> [Instructions to follow]: Render each line of the material below as a numbered list, omitting any blank lines.
— BEGIN Material to process —
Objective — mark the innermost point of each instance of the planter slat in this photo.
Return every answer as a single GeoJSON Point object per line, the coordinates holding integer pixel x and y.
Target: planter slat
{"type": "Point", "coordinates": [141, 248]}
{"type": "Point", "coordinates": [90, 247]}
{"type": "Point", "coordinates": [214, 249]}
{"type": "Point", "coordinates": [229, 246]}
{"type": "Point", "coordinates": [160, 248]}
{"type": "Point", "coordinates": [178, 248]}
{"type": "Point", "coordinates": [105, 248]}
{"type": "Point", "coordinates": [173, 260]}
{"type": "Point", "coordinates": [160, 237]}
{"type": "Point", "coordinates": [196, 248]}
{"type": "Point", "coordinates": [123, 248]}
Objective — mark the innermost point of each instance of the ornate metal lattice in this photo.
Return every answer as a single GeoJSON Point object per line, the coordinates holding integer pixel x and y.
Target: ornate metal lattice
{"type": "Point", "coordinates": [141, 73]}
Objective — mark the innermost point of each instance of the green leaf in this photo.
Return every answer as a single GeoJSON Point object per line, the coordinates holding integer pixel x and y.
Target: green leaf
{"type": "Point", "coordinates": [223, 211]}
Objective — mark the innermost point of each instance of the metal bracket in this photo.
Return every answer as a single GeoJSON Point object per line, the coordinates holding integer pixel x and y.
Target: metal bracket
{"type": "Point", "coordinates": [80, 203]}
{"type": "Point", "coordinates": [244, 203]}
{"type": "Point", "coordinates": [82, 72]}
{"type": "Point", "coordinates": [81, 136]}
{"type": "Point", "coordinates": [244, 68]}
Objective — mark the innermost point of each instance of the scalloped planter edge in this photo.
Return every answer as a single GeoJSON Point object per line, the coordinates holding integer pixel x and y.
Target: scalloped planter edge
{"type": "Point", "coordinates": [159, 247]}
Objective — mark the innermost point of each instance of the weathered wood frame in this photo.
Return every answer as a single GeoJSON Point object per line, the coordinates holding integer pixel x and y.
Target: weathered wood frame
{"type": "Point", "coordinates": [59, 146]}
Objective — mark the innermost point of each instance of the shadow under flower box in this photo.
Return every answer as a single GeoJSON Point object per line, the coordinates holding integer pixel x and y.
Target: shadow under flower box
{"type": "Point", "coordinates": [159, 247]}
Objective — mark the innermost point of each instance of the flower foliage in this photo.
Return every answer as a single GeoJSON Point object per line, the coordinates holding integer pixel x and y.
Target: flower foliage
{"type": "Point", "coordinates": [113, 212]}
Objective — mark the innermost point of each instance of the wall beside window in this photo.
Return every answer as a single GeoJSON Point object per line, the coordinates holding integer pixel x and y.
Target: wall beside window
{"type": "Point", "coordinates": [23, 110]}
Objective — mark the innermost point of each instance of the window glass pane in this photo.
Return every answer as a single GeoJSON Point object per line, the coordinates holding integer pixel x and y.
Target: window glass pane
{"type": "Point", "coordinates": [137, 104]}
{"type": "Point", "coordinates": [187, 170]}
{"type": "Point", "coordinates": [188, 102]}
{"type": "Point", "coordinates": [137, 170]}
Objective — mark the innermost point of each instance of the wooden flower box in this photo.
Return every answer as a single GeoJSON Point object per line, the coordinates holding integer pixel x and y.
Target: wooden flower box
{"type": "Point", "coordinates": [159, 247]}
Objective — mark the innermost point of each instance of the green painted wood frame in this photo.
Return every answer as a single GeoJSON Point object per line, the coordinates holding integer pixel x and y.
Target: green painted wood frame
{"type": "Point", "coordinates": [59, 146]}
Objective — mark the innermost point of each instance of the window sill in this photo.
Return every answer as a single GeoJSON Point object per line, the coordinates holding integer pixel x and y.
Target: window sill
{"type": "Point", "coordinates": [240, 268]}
— END Material to process —
> [In response]:
1. Objective — mark the innermost point of each instance of the planter slat in this photo.
2. Return every answer as a single GeoJSON Point object per line, the coordinates holding integer pixel x and y.
3. Target: planter slat
4. {"type": "Point", "coordinates": [141, 248]}
5. {"type": "Point", "coordinates": [90, 247]}
6. {"type": "Point", "coordinates": [214, 249]}
7. {"type": "Point", "coordinates": [229, 246]}
8. {"type": "Point", "coordinates": [160, 248]}
9. {"type": "Point", "coordinates": [178, 248]}
10. {"type": "Point", "coordinates": [105, 248]}
11. {"type": "Point", "coordinates": [173, 260]}
12. {"type": "Point", "coordinates": [160, 237]}
13. {"type": "Point", "coordinates": [196, 248]}
14. {"type": "Point", "coordinates": [123, 248]}
15. Objective — mark the innermost point of each instance of the ornate metal lattice in this photo.
16. Return every answer as a single GeoJSON Point object per line, the coordinates holding integer pixel x and y.
17. Target: ornate metal lattice
18. {"type": "Point", "coordinates": [141, 73]}
19. Objective — mark the innermost point of each instance of the green leaf in this photo.
20. Return every answer as a single GeoJSON Point object per line, the coordinates holding integer pixel x and y.
21. Target: green leaf
22. {"type": "Point", "coordinates": [223, 211]}
23. Objective — mark the innermost point of each instance of the metal bracket in this photo.
24. Return every answer as a single GeoJSON Point object per line, the coordinates holding integer pixel x and y.
25. Target: metal bracket
26. {"type": "Point", "coordinates": [80, 203]}
27. {"type": "Point", "coordinates": [244, 203]}
28. {"type": "Point", "coordinates": [82, 72]}
29. {"type": "Point", "coordinates": [81, 136]}
30. {"type": "Point", "coordinates": [244, 68]}
31. Objective — mark the innermost point of each instance of the scalloped planter edge in this photo.
32. Return every answer as a single GeoJSON Point object per line, the coordinates holding integer pixel x and y.
33. Target: scalloped planter edge
34. {"type": "Point", "coordinates": [159, 247]}
35. Objective — mark the innermost point of each instance of the weathered wood frame in this photo.
36. Return every answer as a single GeoJSON Point object per line, the coordinates holding integer pixel x and y.
37. Target: weathered wood frame
38. {"type": "Point", "coordinates": [59, 146]}
39. Objective — mark the innermost point of each instance of the shadow under flower box in this photo.
40. Return every answer as a single GeoJSON Point object per line, the coordinates holding integer pixel x and y.
41. Target: shadow under flower box
42. {"type": "Point", "coordinates": [159, 247]}
43. Objective — mark the innermost point of each instance of the flower foliage in this photo.
44. Return every answer as a single GeoJSON Point object per line, the coordinates holding integer pixel x and y.
45. Target: flower foliage
46. {"type": "Point", "coordinates": [113, 212]}
47. Objective — mark the innermost point of each instance of the wall beside window in this photo.
48. Return every answer as a single GeoJSON Point object per line, the coordinates holding integer pixel x and y.
49. Target: wall beside window
50. {"type": "Point", "coordinates": [23, 110]}
51. Objective — mark the innermost point of each instance of the window glass pane in this photo.
52. Return every answer as a single GeoJSON Point object per line, the coordinates holding integer pixel x and y.
53. Target: window glass pane
54. {"type": "Point", "coordinates": [137, 104]}
55. {"type": "Point", "coordinates": [187, 170]}
56. {"type": "Point", "coordinates": [188, 102]}
57. {"type": "Point", "coordinates": [137, 170]}
58. Objective — mark the innermost point of each instance of the wooden flower box in this photo.
59. Return every answer as a single GeoJSON Point object per line, the coordinates holding integer pixel x and y.
60. Target: wooden flower box
61. {"type": "Point", "coordinates": [159, 247]}
62. Objective — mark the innermost point of each instance of the green painted wood frame in this photo.
63. Return every answer as a single GeoJSON Point object per line, the coordinates holding integer pixel x and y.
64. Target: green painted wood frame
65. {"type": "Point", "coordinates": [59, 146]}
66. Objective — mark the innermost point of each instance of the window sill in this photo.
67. Return every answer as a single GeoJSON Point object per line, the coordinates holding integer pixel x and y.
68. Target: window sill
69. {"type": "Point", "coordinates": [240, 268]}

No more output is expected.